DIRECTIONS FOR THIS TASK:
Recast the records below as a numbered list, from their first line through the line that contains "802], [406, 802]]]", both included. Omit blank lines and leave the pictures out.

:: DATA ENTRIES ::

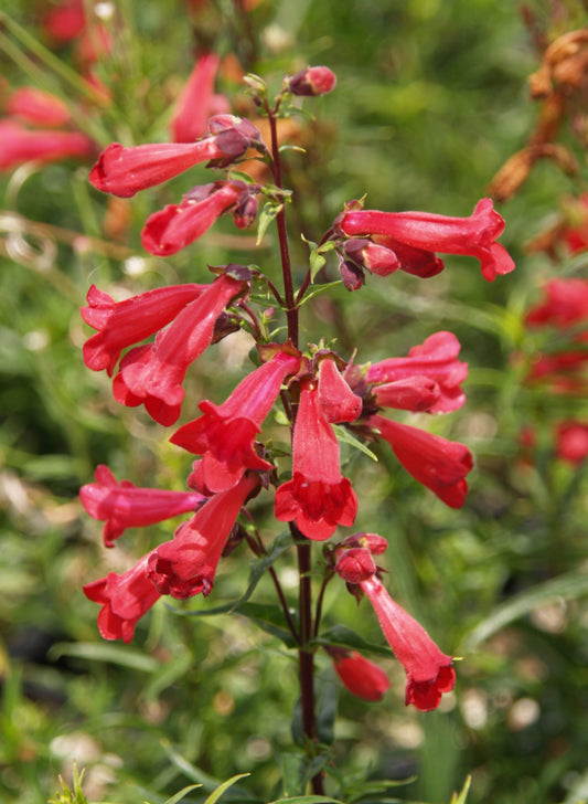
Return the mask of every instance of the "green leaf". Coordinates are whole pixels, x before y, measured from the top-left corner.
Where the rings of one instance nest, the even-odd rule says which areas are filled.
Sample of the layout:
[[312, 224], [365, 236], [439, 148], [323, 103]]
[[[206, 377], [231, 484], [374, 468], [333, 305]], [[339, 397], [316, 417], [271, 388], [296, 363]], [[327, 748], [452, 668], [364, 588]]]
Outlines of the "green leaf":
[[324, 285], [314, 285], [314, 287], [311, 287], [309, 290], [304, 293], [304, 296], [300, 299], [299, 307], [302, 307], [302, 305], [306, 305], [307, 302], [310, 302], [311, 298], [314, 296], [318, 296], [320, 293], [324, 293], [325, 290], [329, 290], [331, 287], [336, 287], [336, 285], [342, 285], [343, 283], [341, 279], [335, 279], [335, 282], [325, 282]]
[[[345, 795], [345, 801], [348, 804], [354, 804], [355, 802], [360, 802], [362, 798], [365, 798], [368, 795], [373, 795], [376, 793], [382, 793], [385, 790], [389, 790], [391, 787], [403, 787], [407, 784], [411, 784], [413, 782], [416, 782], [417, 776], [408, 776], [407, 779], [378, 779], [375, 782], [363, 782], [359, 786], [353, 786], [348, 790], [348, 793]], [[378, 796], [377, 801], [382, 801]], [[408, 804], [408, 802], [406, 802]]]
[[265, 603], [245, 603], [239, 606], [237, 613], [254, 622], [271, 636], [276, 636], [287, 647], [297, 646], [296, 638], [290, 632], [284, 612], [279, 606]]
[[237, 773], [235, 776], [231, 776], [231, 779], [227, 779], [226, 782], [223, 782], [221, 786], [218, 786], [213, 793], [211, 793], [204, 804], [215, 804], [215, 802], [218, 801], [223, 793], [227, 791], [233, 784], [235, 784], [235, 782], [238, 782], [239, 779], [245, 779], [245, 776], [249, 775], [249, 773]]
[[[317, 695], [317, 732], [325, 745], [334, 741], [334, 724], [339, 702], [339, 684], [332, 675], [320, 679]], [[314, 772], [316, 773], [316, 772]], [[314, 773], [312, 775], [314, 775]]]
[[468, 776], [466, 780], [466, 783], [463, 784], [463, 789], [459, 795], [457, 793], [453, 793], [451, 796], [450, 804], [466, 804], [466, 798], [468, 797], [468, 792], [470, 790], [470, 785], [472, 783], [472, 777]]
[[109, 662], [121, 667], [130, 667], [142, 673], [154, 673], [161, 663], [152, 656], [146, 656], [126, 645], [105, 645], [99, 642], [58, 642], [50, 649], [50, 658], [58, 659], [61, 656], [76, 656], [89, 662]]
[[317, 251], [310, 252], [310, 278], [311, 282], [314, 282], [314, 277], [319, 273], [319, 271], [325, 265], [327, 260], [322, 256], [322, 254], [319, 254]]
[[280, 754], [281, 783], [286, 800], [293, 801], [290, 795], [299, 795], [302, 791], [302, 776], [304, 775], [306, 757], [298, 751], [284, 751]]
[[344, 625], [333, 625], [332, 628], [323, 631], [320, 636], [312, 639], [312, 645], [334, 645], [336, 647], [348, 647], [353, 650], [360, 650], [361, 653], [371, 653], [375, 656], [383, 656], [385, 658], [393, 658], [394, 654], [389, 647], [382, 647], [381, 645], [372, 645], [368, 642], [356, 634], [351, 628], [346, 628]]
[[375, 455], [365, 444], [356, 438], [346, 427], [342, 427], [340, 424], [333, 424], [333, 430], [335, 431], [335, 435], [338, 441], [341, 441], [343, 444], [349, 444], [354, 449], [359, 449], [360, 452], [363, 452], [364, 455], [367, 455], [367, 457], [372, 458], [372, 461], [375, 461], [377, 464], [377, 455]]
[[172, 795], [171, 798], [164, 801], [163, 804], [178, 804], [179, 801], [182, 801], [184, 795], [188, 795], [188, 793], [196, 790], [196, 787], [202, 787], [202, 784], [189, 784], [188, 787], [182, 787], [182, 790], [178, 791], [175, 795]]
[[469, 652], [477, 648], [484, 639], [500, 631], [509, 623], [530, 614], [533, 609], [545, 603], [564, 599], [576, 600], [588, 594], [588, 574], [582, 572], [568, 572], [557, 578], [552, 578], [545, 583], [538, 583], [530, 590], [511, 597], [500, 606], [496, 606], [492, 614], [473, 628], [463, 641], [463, 650]]
[[271, 202], [264, 204], [261, 211], [259, 212], [259, 223], [257, 225], [257, 240], [255, 242], [255, 245], [259, 245], [259, 243], [264, 240], [267, 228], [269, 226], [271, 221], [274, 221], [278, 216], [282, 209], [284, 204], [275, 204]]

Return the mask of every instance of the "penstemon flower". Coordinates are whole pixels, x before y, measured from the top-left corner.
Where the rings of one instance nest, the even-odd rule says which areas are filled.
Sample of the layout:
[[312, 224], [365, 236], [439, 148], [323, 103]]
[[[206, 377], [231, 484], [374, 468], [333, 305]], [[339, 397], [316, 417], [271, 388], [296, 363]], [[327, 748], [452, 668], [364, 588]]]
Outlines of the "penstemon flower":
[[[203, 130], [203, 109], [212, 103], [217, 66], [218, 59], [212, 53], [197, 61], [175, 107], [175, 140], [189, 140]], [[437, 253], [477, 257], [489, 281], [512, 271], [514, 263], [496, 242], [504, 221], [490, 199], [479, 201], [469, 218], [363, 210], [355, 201], [345, 205], [322, 237], [317, 237], [310, 266], [296, 287], [286, 201], [296, 203], [297, 198], [282, 183], [278, 119], [296, 113], [300, 102], [292, 96], [331, 92], [335, 76], [328, 67], [302, 70], [285, 78], [274, 103], [258, 76], [247, 76], [247, 83], [259, 114], [265, 115], [270, 148], [253, 123], [221, 114], [209, 119], [206, 133], [193, 142], [129, 148], [113, 144], [90, 173], [97, 189], [131, 197], [203, 162], [205, 169], [225, 171], [195, 184], [180, 203], [153, 212], [145, 223], [142, 245], [157, 256], [172, 256], [192, 247], [197, 255], [193, 244], [221, 215], [232, 213], [237, 228], [247, 228], [263, 204], [259, 236], [275, 219], [281, 286], [271, 269], [265, 273], [257, 265], [229, 264], [213, 268], [217, 276], [209, 285], [162, 287], [119, 303], [90, 288], [82, 314], [97, 331], [84, 346], [86, 364], [109, 374], [118, 364], [113, 381], [115, 399], [127, 406], [143, 405], [164, 426], [180, 417], [184, 377], [211, 343], [240, 328], [250, 339], [250, 355], [256, 347], [257, 364], [221, 404], [211, 399], [190, 400], [190, 408], [197, 406], [200, 415], [172, 434], [172, 444], [197, 457], [188, 477], [193, 491], [154, 490], [149, 496], [148, 489], [128, 482], [117, 484], [106, 467], [97, 469], [95, 484], [83, 487], [82, 499], [90, 516], [106, 520], [109, 546], [127, 527], [195, 511], [177, 528], [173, 538], [149, 551], [130, 570], [87, 584], [85, 593], [101, 606], [101, 635], [130, 642], [138, 620], [161, 595], [209, 595], [222, 557], [243, 542], [243, 549], [249, 549], [257, 563], [246, 595], [235, 607], [248, 600], [258, 575], [267, 570], [282, 610], [279, 625], [271, 617], [267, 622], [271, 623], [270, 633], [287, 628], [285, 642], [298, 650], [301, 722], [309, 762], [313, 762], [319, 738], [314, 706], [314, 655], [319, 647], [332, 659], [343, 685], [362, 699], [379, 700], [389, 687], [383, 670], [355, 650], [356, 642], [348, 644], [341, 637], [339, 644], [329, 632], [321, 636], [323, 595], [333, 578], [343, 579], [359, 600], [367, 596], [372, 603], [386, 641], [406, 670], [406, 704], [421, 711], [435, 709], [456, 681], [451, 656], [437, 647], [381, 581], [385, 570], [374, 557], [384, 553], [387, 540], [368, 531], [340, 532], [351, 528], [360, 514], [357, 495], [345, 476], [348, 465], [341, 466], [340, 441], [359, 447], [360, 459], [362, 451], [368, 452], [365, 443], [387, 442], [403, 467], [451, 508], [466, 504], [467, 477], [473, 466], [464, 444], [382, 413], [391, 409], [447, 414], [464, 404], [462, 383], [468, 364], [459, 359], [456, 336], [437, 331], [407, 355], [375, 363], [357, 363], [356, 351], [345, 358], [335, 351], [338, 345], [330, 334], [321, 336], [318, 343], [301, 343], [300, 307], [314, 290], [328, 289], [309, 293], [310, 285], [318, 282], [317, 264], [321, 267], [327, 260], [323, 254], [334, 252], [344, 286], [361, 290], [366, 282], [379, 282], [377, 277], [392, 277], [397, 271], [421, 278], [434, 276], [445, 267]], [[202, 108], [191, 114], [190, 98], [199, 93]], [[265, 162], [270, 182], [254, 183], [243, 172], [231, 171], [250, 149]], [[243, 167], [247, 169], [247, 165]], [[255, 181], [259, 176], [257, 170]], [[284, 321], [278, 324], [280, 316]], [[152, 342], [141, 342], [153, 336]], [[129, 350], [122, 353], [125, 349]], [[279, 412], [275, 411], [277, 404]], [[287, 446], [264, 432], [272, 420], [288, 426]], [[248, 507], [257, 497], [260, 509], [271, 509], [278, 522], [287, 523], [289, 532], [280, 535], [281, 541], [271, 547], [258, 527], [257, 504]], [[247, 522], [242, 525], [237, 518], [245, 507]], [[368, 516], [368, 511], [361, 511], [361, 516]], [[259, 521], [265, 528], [267, 517]], [[331, 538], [332, 542], [321, 546], [322, 560], [313, 564], [313, 542]], [[274, 569], [274, 562], [289, 548], [290, 554], [296, 550], [298, 561], [296, 611]], [[313, 605], [316, 579], [322, 583]], [[322, 796], [323, 771], [319, 768], [313, 773], [313, 793]]]
[[[342, 235], [350, 237], [357, 235], [389, 237], [385, 245], [396, 252], [400, 267], [403, 248], [408, 246], [429, 254], [441, 252], [478, 257], [482, 275], [489, 282], [492, 282], [498, 274], [507, 274], [514, 268], [514, 263], [504, 246], [495, 242], [504, 230], [504, 221], [488, 198], [477, 203], [469, 218], [450, 218], [427, 212], [350, 209], [340, 215], [335, 228]], [[398, 251], [396, 245], [399, 246]], [[414, 258], [407, 260], [409, 267], [413, 262]]]
[[218, 276], [182, 308], [153, 345], [126, 353], [113, 382], [115, 399], [130, 408], [145, 404], [147, 412], [165, 426], [177, 422], [188, 367], [211, 345], [214, 325], [224, 308], [246, 290], [247, 282], [229, 274]]
[[108, 466], [98, 466], [95, 483], [79, 489], [82, 505], [94, 519], [105, 521], [104, 543], [113, 547], [114, 540], [127, 528], [145, 527], [162, 522], [179, 514], [195, 510], [206, 497], [196, 491], [167, 491], [138, 488], [130, 480], [117, 483]]

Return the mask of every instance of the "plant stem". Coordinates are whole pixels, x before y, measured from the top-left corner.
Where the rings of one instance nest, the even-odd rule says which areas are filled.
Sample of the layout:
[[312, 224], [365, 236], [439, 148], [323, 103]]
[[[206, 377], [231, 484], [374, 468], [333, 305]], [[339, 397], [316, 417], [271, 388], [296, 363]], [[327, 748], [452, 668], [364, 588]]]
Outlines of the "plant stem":
[[[266, 110], [269, 119], [269, 130], [271, 134], [271, 156], [274, 182], [278, 190], [282, 190], [281, 179], [281, 160], [279, 152], [278, 129], [276, 113], [279, 100], [274, 109], [270, 108], [266, 99]], [[280, 244], [281, 273], [284, 278], [284, 299], [286, 307], [286, 318], [288, 321], [288, 337], [296, 348], [298, 348], [298, 306], [295, 297], [292, 266], [290, 262], [290, 251], [288, 247], [288, 231], [286, 226], [286, 212], [284, 207], [276, 216], [278, 226], [278, 239]], [[291, 412], [291, 426], [293, 429], [296, 419], [296, 404], [289, 405]], [[299, 574], [299, 636], [300, 647], [298, 650], [298, 668], [300, 678], [300, 700], [302, 708], [302, 733], [304, 734], [308, 745], [309, 757], [313, 754], [312, 744], [318, 741], [317, 732], [317, 715], [314, 701], [314, 653], [309, 648], [309, 642], [312, 638], [312, 585], [310, 579], [311, 569], [311, 551], [309, 540], [298, 530], [293, 522], [290, 523], [292, 536], [297, 541], [298, 552], [298, 574]], [[312, 777], [312, 792], [317, 795], [324, 794], [323, 774], [317, 773]]]
[[[297, 538], [304, 538], [296, 526], [291, 526]], [[312, 638], [312, 596], [310, 583], [311, 552], [308, 539], [298, 542], [298, 571], [300, 576], [299, 611], [300, 611], [300, 648], [298, 650], [298, 667], [300, 676], [300, 700], [302, 708], [302, 732], [309, 743], [317, 742], [317, 716], [314, 702], [314, 654], [308, 647]], [[312, 777], [312, 792], [324, 795], [322, 773]]]
[[[266, 100], [266, 110], [269, 119], [269, 130], [271, 134], [271, 169], [274, 172], [274, 183], [279, 190], [284, 190], [281, 184], [281, 159], [279, 152], [278, 127], [274, 110]], [[292, 266], [290, 263], [290, 250], [288, 247], [288, 231], [286, 228], [286, 212], [284, 207], [276, 216], [278, 226], [278, 239], [280, 244], [281, 274], [284, 278], [284, 297], [286, 302], [286, 318], [288, 320], [288, 337], [292, 346], [298, 348], [298, 307], [293, 293]]]

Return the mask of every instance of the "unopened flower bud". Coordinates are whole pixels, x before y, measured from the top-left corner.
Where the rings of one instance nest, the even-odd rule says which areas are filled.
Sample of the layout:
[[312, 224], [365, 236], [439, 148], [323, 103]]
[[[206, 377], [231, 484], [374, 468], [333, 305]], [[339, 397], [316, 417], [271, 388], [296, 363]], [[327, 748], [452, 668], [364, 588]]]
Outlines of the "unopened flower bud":
[[338, 551], [335, 572], [348, 583], [356, 584], [372, 578], [376, 565], [370, 550], [352, 547], [350, 550]]
[[388, 276], [400, 267], [398, 257], [392, 248], [372, 243], [371, 240], [364, 237], [348, 240], [344, 251], [354, 263], [378, 276]]
[[359, 290], [362, 285], [365, 285], [365, 275], [363, 271], [352, 263], [351, 260], [339, 261], [339, 271], [341, 273], [341, 279], [348, 290]]
[[288, 82], [292, 95], [327, 95], [334, 89], [335, 74], [329, 67], [307, 67]]
[[373, 556], [382, 556], [388, 547], [388, 542], [379, 533], [352, 533], [341, 542], [350, 548], [365, 548]]
[[233, 212], [235, 225], [239, 229], [248, 229], [257, 216], [258, 208], [259, 201], [255, 198], [255, 195], [245, 195], [243, 201], [239, 201]]

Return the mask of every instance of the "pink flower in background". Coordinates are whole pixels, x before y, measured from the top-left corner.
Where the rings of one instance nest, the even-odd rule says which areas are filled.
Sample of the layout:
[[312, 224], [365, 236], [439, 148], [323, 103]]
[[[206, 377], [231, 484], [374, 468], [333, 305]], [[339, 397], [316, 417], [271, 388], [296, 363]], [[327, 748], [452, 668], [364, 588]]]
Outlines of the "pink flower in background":
[[106, 547], [113, 547], [114, 540], [126, 528], [145, 527], [171, 519], [179, 514], [195, 510], [206, 499], [196, 491], [140, 488], [129, 480], [117, 483], [110, 469], [104, 465], [96, 468], [94, 477], [95, 483], [79, 489], [79, 499], [90, 517], [106, 521]]
[[332, 536], [338, 525], [353, 525], [357, 497], [341, 476], [339, 444], [313, 382], [301, 383], [292, 448], [292, 479], [276, 491], [276, 519], [295, 520], [304, 536], [319, 541]]
[[584, 463], [588, 457], [588, 424], [559, 422], [555, 432], [555, 454], [576, 466]]
[[147, 412], [165, 426], [177, 422], [188, 367], [210, 346], [214, 325], [224, 308], [247, 287], [247, 282], [228, 274], [218, 276], [182, 308], [154, 345], [128, 351], [113, 382], [115, 399], [131, 408], [145, 404]]
[[346, 689], [363, 700], [382, 700], [389, 689], [389, 679], [384, 670], [356, 650], [328, 647], [333, 667]]
[[98, 332], [84, 343], [84, 362], [93, 371], [106, 369], [108, 375], [126, 347], [154, 335], [210, 285], [169, 285], [115, 302], [95, 285], [88, 290], [82, 318]]
[[209, 117], [231, 112], [227, 98], [214, 94], [220, 61], [216, 53], [203, 53], [196, 60], [170, 121], [174, 142], [193, 142], [206, 134]]
[[261, 472], [272, 468], [255, 451], [255, 436], [284, 380], [299, 367], [300, 356], [277, 351], [242, 380], [224, 404], [203, 400], [199, 408], [204, 415], [172, 435], [172, 444], [202, 455], [201, 480], [206, 488], [223, 491], [234, 486], [247, 468]]
[[460, 388], [468, 363], [458, 360], [459, 340], [452, 332], [435, 332], [406, 358], [388, 358], [370, 366], [367, 381], [378, 405], [429, 413], [449, 413], [466, 402]]
[[461, 508], [468, 494], [466, 476], [473, 468], [471, 453], [464, 444], [378, 414], [370, 417], [368, 425], [388, 442], [400, 464], [415, 479], [450, 508]]
[[62, 0], [45, 14], [44, 31], [57, 42], [70, 42], [86, 28], [84, 0]]
[[103, 607], [98, 614], [98, 631], [105, 639], [129, 643], [137, 622], [157, 603], [161, 594], [147, 576], [150, 553], [130, 570], [118, 575], [109, 572], [84, 586], [84, 594]]
[[25, 128], [8, 118], [0, 120], [0, 170], [10, 170], [33, 160], [85, 160], [96, 152], [94, 142], [79, 131]]
[[360, 583], [379, 621], [388, 645], [406, 670], [406, 705], [420, 711], [437, 709], [443, 692], [453, 689], [456, 671], [451, 656], [441, 653], [425, 628], [388, 594], [372, 575]]
[[[340, 216], [336, 225], [348, 236], [386, 235], [410, 248], [474, 256], [489, 282], [498, 274], [514, 269], [504, 246], [495, 242], [504, 230], [504, 220], [488, 198], [478, 202], [469, 218], [352, 209]], [[393, 248], [392, 245], [389, 247]]]
[[257, 475], [246, 475], [236, 486], [205, 503], [172, 541], [149, 556], [148, 576], [161, 594], [172, 597], [207, 595], [216, 568], [240, 507], [259, 486]]

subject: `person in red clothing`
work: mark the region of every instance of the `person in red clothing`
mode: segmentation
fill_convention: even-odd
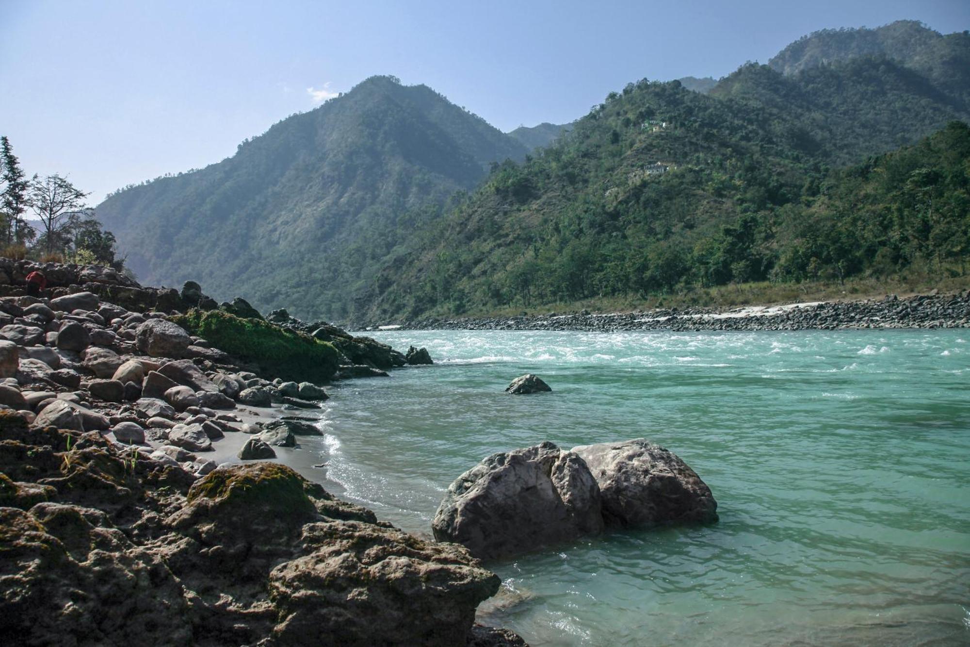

:::

RESULT OF THE EXERCISE:
1. Return the mask of every instance of the "green leaf". Coordinates are whole pixels, x before y, measured from the top-left corner.
2. Where the rings of one instance nest, the even-odd rule says which areas are filled.
3. Sample of the layout:
4. [[312, 224], [365, 236], [439, 148], [323, 103]]
5. [[[206, 377], [231, 484], [374, 468], [333, 305]], [[339, 397], [316, 417], [271, 388], [296, 363]], [[327, 748], [452, 668], [364, 588]]]
6. Outlines of the "green leaf":
7. [[324, 285], [314, 285], [314, 287], [311, 287], [309, 290], [304, 293], [304, 296], [300, 299], [299, 307], [302, 307], [302, 305], [306, 305], [307, 302], [310, 302], [311, 298], [314, 296], [318, 296], [320, 293], [324, 293], [325, 290], [329, 290], [331, 287], [336, 287], [336, 285], [342, 285], [343, 283], [341, 279], [335, 279], [335, 282], [325, 282]]
8. [[[345, 795], [345, 801], [348, 804], [354, 804], [355, 802], [360, 802], [362, 798], [365, 798], [368, 795], [373, 795], [376, 793], [382, 793], [385, 790], [389, 790], [391, 787], [403, 787], [407, 784], [411, 784], [413, 782], [416, 782], [417, 776], [408, 776], [407, 779], [378, 779], [375, 782], [363, 782], [359, 786], [353, 786], [348, 790], [348, 793]], [[378, 796], [377, 801], [382, 801]], [[408, 804], [408, 802], [406, 802]]]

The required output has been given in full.